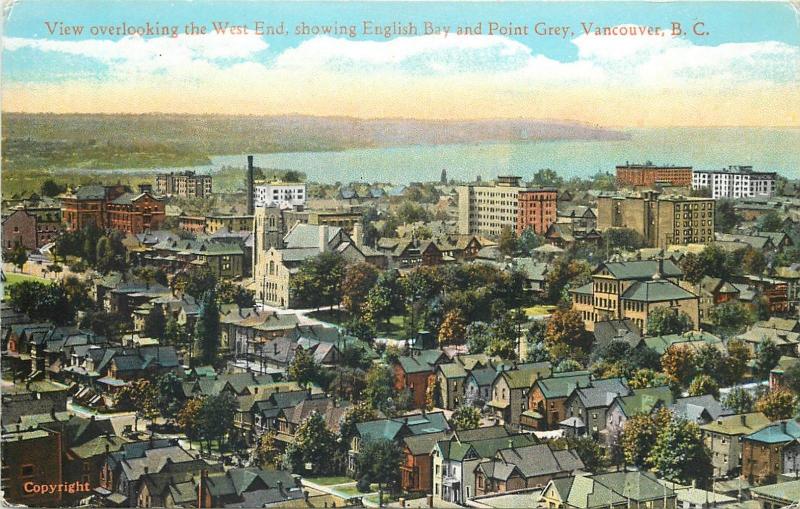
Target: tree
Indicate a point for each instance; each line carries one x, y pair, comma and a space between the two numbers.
664, 321
267, 454
466, 417
739, 400
379, 462
478, 337
730, 318
703, 384
169, 395
42, 302
680, 455
216, 416
565, 334
507, 243
767, 356
303, 369
777, 404
206, 328
453, 328
640, 434
155, 323
313, 448
50, 188
735, 363
380, 388
678, 364
18, 256
644, 378
358, 280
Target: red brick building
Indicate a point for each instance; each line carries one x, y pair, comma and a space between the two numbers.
134, 214
537, 209
87, 206
31, 228
648, 174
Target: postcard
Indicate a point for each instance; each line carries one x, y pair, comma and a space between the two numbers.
400, 254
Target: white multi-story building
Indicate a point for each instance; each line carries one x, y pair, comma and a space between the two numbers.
735, 182
276, 194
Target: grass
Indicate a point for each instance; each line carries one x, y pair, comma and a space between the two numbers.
330, 481
539, 310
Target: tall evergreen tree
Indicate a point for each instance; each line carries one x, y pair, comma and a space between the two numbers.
206, 329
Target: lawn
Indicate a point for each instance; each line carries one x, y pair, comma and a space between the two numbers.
539, 310
330, 481
14, 279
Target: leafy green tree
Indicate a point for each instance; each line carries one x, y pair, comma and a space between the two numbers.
640, 434
767, 357
313, 448
155, 323
739, 400
466, 417
380, 388
478, 337
42, 302
663, 321
679, 454
726, 217
359, 278
703, 384
207, 328
169, 395
777, 404
565, 334
378, 461
18, 256
303, 369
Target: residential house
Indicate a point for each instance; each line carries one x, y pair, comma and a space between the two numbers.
510, 390
547, 398
455, 459
247, 487
763, 451
413, 372
515, 468
589, 405
723, 437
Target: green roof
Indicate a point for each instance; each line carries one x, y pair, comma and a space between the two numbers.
645, 401
777, 433
785, 491
659, 290
561, 385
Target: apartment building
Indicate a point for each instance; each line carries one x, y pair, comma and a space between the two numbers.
633, 290
279, 193
486, 210
661, 220
735, 182
649, 174
187, 184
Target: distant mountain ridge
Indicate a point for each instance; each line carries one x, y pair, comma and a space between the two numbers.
222, 134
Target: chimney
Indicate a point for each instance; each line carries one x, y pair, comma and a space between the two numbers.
323, 238
250, 176
358, 235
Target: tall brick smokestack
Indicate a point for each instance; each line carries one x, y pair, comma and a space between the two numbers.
251, 209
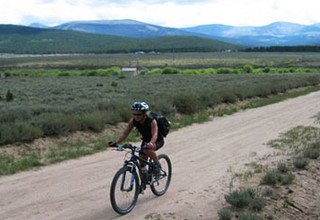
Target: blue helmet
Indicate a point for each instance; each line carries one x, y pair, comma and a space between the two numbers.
141, 106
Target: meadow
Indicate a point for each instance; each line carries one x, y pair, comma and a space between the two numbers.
57, 95
152, 60
39, 106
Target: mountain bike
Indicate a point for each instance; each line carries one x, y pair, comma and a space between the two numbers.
130, 180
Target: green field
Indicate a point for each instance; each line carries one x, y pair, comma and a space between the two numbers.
182, 60
38, 106
50, 96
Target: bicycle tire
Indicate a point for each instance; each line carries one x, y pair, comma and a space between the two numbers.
166, 179
125, 175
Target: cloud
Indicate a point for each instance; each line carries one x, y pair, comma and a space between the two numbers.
178, 13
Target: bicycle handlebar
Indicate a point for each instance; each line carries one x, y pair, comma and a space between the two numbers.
126, 146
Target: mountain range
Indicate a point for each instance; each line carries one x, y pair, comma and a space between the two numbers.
118, 36
30, 40
275, 34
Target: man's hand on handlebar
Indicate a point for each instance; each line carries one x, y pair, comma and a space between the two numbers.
112, 144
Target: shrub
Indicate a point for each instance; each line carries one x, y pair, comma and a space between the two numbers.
271, 177
225, 213
186, 104
57, 123
300, 162
248, 216
94, 121
313, 151
9, 96
247, 68
240, 198
257, 203
169, 70
266, 70
282, 167
287, 178
18, 131
224, 71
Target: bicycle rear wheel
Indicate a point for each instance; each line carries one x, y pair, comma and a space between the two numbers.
161, 184
124, 190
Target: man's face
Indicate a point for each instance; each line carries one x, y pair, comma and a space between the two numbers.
137, 114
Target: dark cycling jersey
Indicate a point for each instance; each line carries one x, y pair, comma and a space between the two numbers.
145, 129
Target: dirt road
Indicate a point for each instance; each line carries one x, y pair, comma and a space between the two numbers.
202, 156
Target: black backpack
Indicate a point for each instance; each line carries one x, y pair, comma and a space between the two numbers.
163, 123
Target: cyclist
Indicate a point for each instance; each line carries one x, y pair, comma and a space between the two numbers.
148, 128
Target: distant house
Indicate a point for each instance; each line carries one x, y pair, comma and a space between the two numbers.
129, 71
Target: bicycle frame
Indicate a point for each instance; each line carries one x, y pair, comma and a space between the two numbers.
133, 162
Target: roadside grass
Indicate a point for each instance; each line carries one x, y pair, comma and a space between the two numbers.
302, 145
95, 122
11, 164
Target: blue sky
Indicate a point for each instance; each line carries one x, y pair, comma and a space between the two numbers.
179, 13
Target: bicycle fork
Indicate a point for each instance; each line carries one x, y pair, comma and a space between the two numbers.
123, 181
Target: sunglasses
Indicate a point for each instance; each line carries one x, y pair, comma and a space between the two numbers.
136, 114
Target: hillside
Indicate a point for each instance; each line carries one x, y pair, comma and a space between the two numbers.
275, 34
124, 28
28, 40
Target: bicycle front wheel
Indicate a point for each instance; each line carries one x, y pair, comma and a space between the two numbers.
161, 183
124, 190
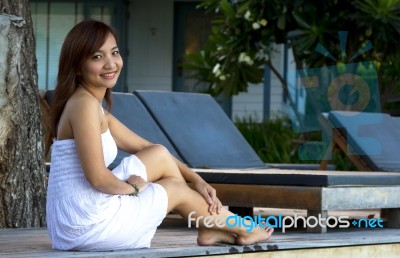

***

Please write out all the entries above exactly, but leave out the pictures.

### SOLVED PROBLEM
Target: tree
Indicate a point for each instance; each line carries one x, y pair, comma and a space between the two numbers.
664, 321
267, 454
466, 417
739, 400
379, 462
478, 337
730, 318
703, 384
169, 395
42, 302
680, 455
216, 416
565, 334
507, 243
767, 356
303, 369
777, 404
206, 328
453, 328
640, 434
155, 323
313, 448
50, 188
735, 363
380, 388
678, 364
18, 256
644, 378
358, 280
Target: red brick building
Indicate a point for each instance; each line carries one x, y pair, comma and a space between the two numbers.
134, 214
537, 209
87, 206
31, 228
648, 174
Target: postcard
Indicate a point for each instance; each line carries one x, y pair, comma and a space between the two numbers.
400, 254
Target: white multi-story building
Indicate a point for each instance; each line carries one x, y pair, comma and a space between the two numbers.
735, 182
276, 194
Target: grass
Indicate a point for each instance; each line carries one x, y pair, comma and a space between the two numbers.
330, 481
539, 310
Target: tall evergreen tree
Indicate a point for each instance; each line carries one x, y pair, comma and a space between the two numbers.
206, 329
Target: lawn
Indicate a point for each instance; each line carries one x, y pair, comma and a space between the two numbers.
539, 310
330, 481
14, 279
Target: leafy green tree
Indicate a point for each instance; each line carries one x, y pair, comma and a space between the two numbers.
640, 434
767, 357
313, 448
155, 323
739, 400
466, 417
380, 388
478, 337
42, 302
663, 321
679, 454
726, 217
359, 278
703, 384
207, 328
169, 395
777, 404
565, 334
378, 461
18, 256
303, 369
Target: residential house
Indicate a point for each instance; each line carries one x, y pair, comma and a space between the two numbers.
510, 390
547, 398
455, 459
247, 487
763, 451
413, 372
515, 468
589, 405
723, 437
Target: green roof
Indicate a point for each instance; each line carries one x, y pair, comma and a space between the two numbers.
645, 401
777, 433
785, 491
659, 290
561, 385
Target: apartment building
Indicate a point for each instance; each line carries one x, y pair, comma and a space between the two numbers.
633, 290
279, 193
486, 210
661, 220
735, 182
649, 174
187, 184
Target: distant mountain ridge
Indicate a point for each instance; each line carries one x, y pair, comma and a space between the two numbers.
222, 134
Target: chimney
Indicate a point for each instance; each line carries one x, y pair, comma and a space between the two numbers.
323, 238
250, 176
358, 235
Target: tall brick smokestack
Indicate a point for each instance; each line carries one x, y pair, comma and a space between the two numbers.
251, 209
Target: blue helmet
Indicate a point for each instance; each line carries one x, y pair, comma and a space between the two numbers.
141, 106
Target: meadow
Indicate a point for each instance; each line carries one x, y pair, comma and a space between the two numbers.
57, 95
152, 60
39, 106
Target: mountain bike
Indicate a point for each instance; each line carries one x, y pair, comma and a space between the two numbers.
130, 180
Target: green field
Indicate a point for each instance; each line carries one x, y pair, comma and a space between the two numbers.
182, 60
38, 106
50, 96
Target: bicycle tire
Indicate a point for each instance; each line carries one x, y pair, comma and a space between the two numbers.
166, 179
125, 175
Target: cloud
Indicate a point for each instance; each line carries one x, y pair, comma and a space between the two numbers.
178, 13
Target: bicycle handlebar
Indicate a point for each instance; each line carries one x, y pair, comma and a space between the two numbers.
126, 146
Target: mountain range
Indicate a point for each instance; each line carries one x, y pair, comma and a space between the two numbers.
118, 36
30, 40
275, 34
Target: man's hand on handlebar
Indicate a point for each instance; each line carries one x, y pair, comma and a space between the two numbers.
112, 144
Target: shrub
Indicate a point for each instance; each line carries one x, y pair, comma and a space between the two numbers.
271, 177
225, 213
186, 104
57, 123
300, 162
248, 216
94, 121
313, 151
9, 96
247, 68
240, 198
257, 203
169, 70
266, 70
282, 167
287, 178
18, 131
224, 71
Target: bicycle rear wheel
Indicate a point for each instance; each line carries one x, y pair, comma and a space between the two numbers.
161, 184
124, 190
Target: man's face
Indicate a point for each instance; each line carries one x, y pair, comma and a space between the two numbers.
137, 114
Target: dark cycling jersey
Indicate a point for each instance; each line carries one x, y pair, comma and a space between the two numbers.
145, 129
Target: dirt road
Indicate a point for each instance; each line carries one x, y pair, comma and a space between the two numbers.
202, 156
Target: black backpack
Indicate a point for each instance; each line carries one x, y pair, comma and a space between the two numbers.
163, 123
Target: cyclist
Indicate a point for each instance; each line carries one x, y pair, comma and a space between the two numbers.
148, 128
Target: distant house
Indicate a point for each instance; each line carries one x, y pair, comma and a space between the two numbers.
129, 71
Target: bicycle frame
Indicate a point for each instance; each line carries one x, y pair, comma and a space between the two numbers.
133, 162
Target: roadside grass
Indicate a point for each instance; each line carries one x, y pair, comma and a space between the two numbers.
302, 145
95, 122
11, 164
Target: blue sky
Indicate a point for each instance; each line carries one x, y pair, comma and a space between the two numbers.
179, 13
Target: bicycle fork
Indicate a point for each instance; each line carries one x, y pair, comma and a space between the two numbers.
123, 181
Target: sunglasses
Indicate a point for each instance; each line carries one x, y pair, comma and a space between the two numbers.
136, 114
Target: hillside
Indicate a point for each instance; each line carries one x, y pair, comma and a space between the two numbers.
275, 34
124, 28
28, 40
Target: bicycle front wheel
Indicate a point for each instance; each line carries one x, y pair, comma and a space between the two numbers.
161, 183
124, 190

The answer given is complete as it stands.